[PROBLEM STATEMENT] Print every one of the following entries word for word, leaving out the pictures.

▶

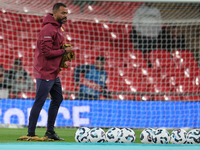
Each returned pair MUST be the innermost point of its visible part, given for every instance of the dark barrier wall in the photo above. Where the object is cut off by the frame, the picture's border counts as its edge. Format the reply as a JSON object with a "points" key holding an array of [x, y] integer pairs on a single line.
{"points": [[107, 113]]}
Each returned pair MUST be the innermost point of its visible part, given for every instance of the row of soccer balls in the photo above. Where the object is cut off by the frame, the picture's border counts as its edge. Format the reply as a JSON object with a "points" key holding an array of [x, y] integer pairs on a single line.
{"points": [[127, 135]]}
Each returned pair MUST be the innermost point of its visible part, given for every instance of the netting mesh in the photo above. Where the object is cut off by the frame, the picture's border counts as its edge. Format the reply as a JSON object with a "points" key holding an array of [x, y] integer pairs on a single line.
{"points": [[151, 49]]}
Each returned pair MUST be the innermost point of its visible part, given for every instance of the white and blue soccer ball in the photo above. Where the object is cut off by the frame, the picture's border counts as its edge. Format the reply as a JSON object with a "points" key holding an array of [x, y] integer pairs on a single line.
{"points": [[178, 136], [96, 135], [193, 136], [127, 135], [147, 135], [81, 135], [161, 136], [112, 135]]}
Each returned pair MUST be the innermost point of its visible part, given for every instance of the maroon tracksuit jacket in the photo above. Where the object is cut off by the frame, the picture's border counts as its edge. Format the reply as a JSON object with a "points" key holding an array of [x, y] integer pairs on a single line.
{"points": [[48, 53]]}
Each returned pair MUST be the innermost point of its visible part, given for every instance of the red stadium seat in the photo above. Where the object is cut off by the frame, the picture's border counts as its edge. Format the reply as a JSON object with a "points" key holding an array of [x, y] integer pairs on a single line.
{"points": [[133, 54], [191, 72], [73, 9], [31, 18], [9, 17], [160, 59], [118, 10], [191, 98], [28, 36], [168, 98], [104, 46], [10, 35], [93, 9], [81, 44], [26, 95], [113, 82], [66, 77], [187, 88], [184, 59], [35, 27], [159, 88], [134, 58]]}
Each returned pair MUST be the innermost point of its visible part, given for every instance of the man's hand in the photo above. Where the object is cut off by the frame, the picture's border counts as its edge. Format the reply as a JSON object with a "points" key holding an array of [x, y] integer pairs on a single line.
{"points": [[68, 49]]}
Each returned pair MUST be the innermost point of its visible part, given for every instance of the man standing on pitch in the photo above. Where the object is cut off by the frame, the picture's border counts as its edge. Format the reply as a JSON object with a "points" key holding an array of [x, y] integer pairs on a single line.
{"points": [[48, 55]]}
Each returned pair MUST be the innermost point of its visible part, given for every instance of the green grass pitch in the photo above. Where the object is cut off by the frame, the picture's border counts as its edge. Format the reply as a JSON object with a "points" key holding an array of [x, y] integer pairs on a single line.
{"points": [[8, 135]]}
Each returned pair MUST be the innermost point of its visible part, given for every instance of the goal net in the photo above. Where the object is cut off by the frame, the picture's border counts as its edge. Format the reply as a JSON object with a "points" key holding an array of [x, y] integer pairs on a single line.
{"points": [[147, 75]]}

◀

[ANSWER TO THIS PROBLEM]
Each returned pair MUST be the innermost point of its visible part, given for every instance of the dark barrier wall in the photo above. Where the object is cut off by the frame, the picture's border counts as its edge. Format the reply as a JSON object with a "points" key holding an array of [x, y] integer pairs on a single line.
{"points": [[107, 113]]}
Each returned pair MUST be the innermost point of its visible part, given for every instance of the row of soccer balls in the photo above. Where the object is cut off by the frame, the picture's border counts as its edge. Format the reply as a JSON object with a "points" key holding an array of [x, y] integer pairs on a single line.
{"points": [[127, 135]]}
Each returned pair MUST be the innermost point of its visible part, given for every instance of the netting mesh in the photo above. Where the object is cut off by the frame, the picture's border counts as its edge. Format the reply as a JSON object with a "points" key holding an array of [x, y] integer pairs on a single line.
{"points": [[151, 49]]}
Each returned pair MUST be the innermost point of its visible part, given for every instance of the white and blue soccer ball in the photo above. Where the object is cut off by the frame, the picture's border counts as its edge. Format the reply as a JSON object with a "points" key holding an array of [x, y] integer pairs on a single line.
{"points": [[178, 136], [96, 135], [193, 136], [127, 135], [147, 135], [81, 135], [161, 136], [112, 135]]}
Each returned pair MUST be the innermost point of its visible part, given for every instance of the maroon tracksuit jacket in the photo above. Where the object is cut off by the frame, the picture's border counts as its edge. Format the reply as a JSON object with a "points" key holding an array of [x, y] integer pairs on a single line.
{"points": [[48, 53]]}
Each returned pair MUST be the innermost point of its visible part, given for every instance of the red stadium seat in the photo above. Where the object is cut off by the frame, the picture's border counts as its edge. Format the reply as a JSON object with a "points" key holding an array of [x, y] integer pairs on a single line.
{"points": [[133, 54], [191, 72], [73, 9], [31, 18], [9, 17], [160, 59], [118, 10], [191, 98], [28, 36], [168, 98], [104, 46], [10, 35], [93, 9], [81, 44], [26, 95], [113, 82], [66, 77], [187, 88], [184, 59], [35, 27], [159, 88], [134, 58]]}
Each returned pair MUST be the innermost point of its visible part, given for every instance of the man's hand in the photo above. Where the object is cut off by the frame, the picture's border counts as its edge. Format the reply as a JSON object with a "points" key holding an array of [x, y] integer pairs on a single line.
{"points": [[68, 49]]}
Each returned pair MUST be the innermost point of its visible part, given for every instance of the man standing on pitch in the photo above. Where the object is cut off by the frame, the picture's border counts as its edge. Format the reply as a JSON object with a "points" key holding an array of [x, y] integer pairs on a single line.
{"points": [[48, 55]]}
Each returned pair MUST be the innermost point of its visible part, given for every instance of the green grass pitch in the photo above. Where the object is cut off by the frame, the picture's border counts as its edge. Format the reply as a JSON object with a "points" key holding an array of [x, y] integer pairs on a single line.
{"points": [[8, 135]]}
Each returned pair MUST be the innermost point of its visible part, given for every instance of the goal net in the photo above. Where the object is cut off by the frame, the picture's border counts as its edge. Format the reply as a JSON object with a "points" key holding an array of [x, y] integer pairs on a single line.
{"points": [[147, 75]]}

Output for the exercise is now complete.